QUÉ HACER: Transcribe completo y sin ningún cambio el relato sobre don Gonzalo y el muchacho que fue a verlo.

═════ FRAGMENTO MOSTRADO

Cierto día lo fue a ver un muchacho que vivía por ahí cerca. Don Gonzalo era el médico de su familia, y el muchacho traía un apuro nada familiar. Tenía 17 o 18 años, y por primera vez había ido “con las muchachas”. Seguramente visitó −aunque esa circunstancia no me consta− a alguna de las asiladas en las calles de Terán, pupila de “El vaivén”, “El columpio del amor” o algún otro de los establecimientos de ese pecaminoso barrio. Resultado de esa visita fue una tremenda “purgación”. Así era llamado el mal venéreo más frecuente y común de aquellos tiempos menos peligrosos que éstos.
Cuando llegó el muchacho el doctor Gonzalo estaba en el patio de la casa que dije. Se ocupaba en comer unas sabrosas nueces traídas de su huerta en Arteaga. En la temporada en que los nogales rendían su cosecha solía el sabio médico traer las bolsas del saco llenas de nueces que compartía con todos. Lo malo es que también tenía la costumbre de guardarse ahí las colillas de los cigarros que fumaba, seguramente para no tirarlas por ahí, y entonces las nueces sabían parte a nuez, parte a cigarro.

══════════
═════ DATOS DEL EJERCICIO

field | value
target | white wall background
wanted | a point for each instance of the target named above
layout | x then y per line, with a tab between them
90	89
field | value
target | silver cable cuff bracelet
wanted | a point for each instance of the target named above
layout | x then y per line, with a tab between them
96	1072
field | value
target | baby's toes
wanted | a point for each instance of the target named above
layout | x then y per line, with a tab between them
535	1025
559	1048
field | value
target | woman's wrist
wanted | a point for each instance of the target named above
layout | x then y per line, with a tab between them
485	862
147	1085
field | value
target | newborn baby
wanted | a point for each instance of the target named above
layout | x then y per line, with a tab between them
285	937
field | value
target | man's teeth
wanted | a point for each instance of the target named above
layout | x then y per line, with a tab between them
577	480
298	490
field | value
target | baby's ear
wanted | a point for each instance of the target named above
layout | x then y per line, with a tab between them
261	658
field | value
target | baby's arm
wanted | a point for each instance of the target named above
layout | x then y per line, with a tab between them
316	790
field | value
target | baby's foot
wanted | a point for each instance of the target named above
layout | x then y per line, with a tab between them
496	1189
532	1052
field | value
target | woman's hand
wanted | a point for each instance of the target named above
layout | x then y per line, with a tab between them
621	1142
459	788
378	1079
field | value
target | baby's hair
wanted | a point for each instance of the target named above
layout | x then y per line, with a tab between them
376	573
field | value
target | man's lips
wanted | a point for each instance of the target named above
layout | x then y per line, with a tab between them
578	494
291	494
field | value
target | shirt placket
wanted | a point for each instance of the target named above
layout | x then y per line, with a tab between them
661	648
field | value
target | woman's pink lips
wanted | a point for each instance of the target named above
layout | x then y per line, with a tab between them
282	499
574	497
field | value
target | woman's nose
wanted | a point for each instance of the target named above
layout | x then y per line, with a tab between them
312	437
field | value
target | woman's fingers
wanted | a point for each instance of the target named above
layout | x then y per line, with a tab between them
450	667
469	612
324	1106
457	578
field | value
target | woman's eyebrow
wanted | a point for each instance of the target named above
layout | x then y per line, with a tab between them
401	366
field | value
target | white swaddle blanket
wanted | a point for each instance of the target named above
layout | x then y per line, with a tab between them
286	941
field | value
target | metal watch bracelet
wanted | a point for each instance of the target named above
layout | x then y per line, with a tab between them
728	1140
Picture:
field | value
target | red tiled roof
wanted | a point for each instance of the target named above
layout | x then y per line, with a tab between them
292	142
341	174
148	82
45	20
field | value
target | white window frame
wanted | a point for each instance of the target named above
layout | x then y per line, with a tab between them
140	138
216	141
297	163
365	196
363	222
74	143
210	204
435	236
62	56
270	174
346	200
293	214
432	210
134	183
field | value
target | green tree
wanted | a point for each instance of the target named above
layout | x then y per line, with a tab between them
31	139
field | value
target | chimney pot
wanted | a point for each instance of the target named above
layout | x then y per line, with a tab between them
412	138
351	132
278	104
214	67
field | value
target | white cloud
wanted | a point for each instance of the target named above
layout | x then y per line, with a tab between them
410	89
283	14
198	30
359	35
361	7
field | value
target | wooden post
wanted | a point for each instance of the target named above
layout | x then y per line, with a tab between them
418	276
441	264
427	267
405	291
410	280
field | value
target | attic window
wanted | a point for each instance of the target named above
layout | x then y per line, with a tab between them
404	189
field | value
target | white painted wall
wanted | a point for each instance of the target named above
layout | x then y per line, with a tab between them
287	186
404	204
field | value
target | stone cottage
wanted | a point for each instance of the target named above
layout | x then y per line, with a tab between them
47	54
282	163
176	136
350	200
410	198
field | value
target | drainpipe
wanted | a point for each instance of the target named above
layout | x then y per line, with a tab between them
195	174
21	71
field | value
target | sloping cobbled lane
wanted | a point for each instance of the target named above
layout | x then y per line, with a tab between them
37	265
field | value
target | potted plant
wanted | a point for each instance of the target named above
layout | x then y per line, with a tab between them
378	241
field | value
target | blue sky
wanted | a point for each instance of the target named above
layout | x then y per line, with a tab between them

══════════

PROBLEMA RESUELTO:
Cierto día lo fue a ver un muchacho que vivía por ahí cerca. Don Gonzalo era el médico de su familia, y el muchacho traía un apuro nada familiar. Tenía 17 o 18 años, y por primera vez había ido “con las muchachas”. Seguramente visitó −aunque esa circunstancia no me consta− a alguna de las asiladas en las calles de Terán, pupila de “El vaivén”, “El columpio del amor” o algún otro de los establecimientos de ese pecaminoso barrio. Resultado de esa visita fue una tremenda “purgación”. Así era llamado el mal venéreo más frecuente y común de aquellos tiempos menos peligrosos que éstos.
Cuando llegó el muchacho el doctor Gonzalo estaba en el patio de la casa que dije. Se ocupaba en comer unas sabrosas nueces traídas de su huerta en Arteaga. En la temporada en que los nogales rendían su cosecha solía el sabio médico traer las bolsas del saco llenas de nueces que compartía con todos. Lo malo es que también tenía la costumbre de guardarse ahí las colillas de los cigarros que fumaba, seguramente para no tirarlas por ahí, y entonces las nueces sabían parte a nuez, parte a cigarro.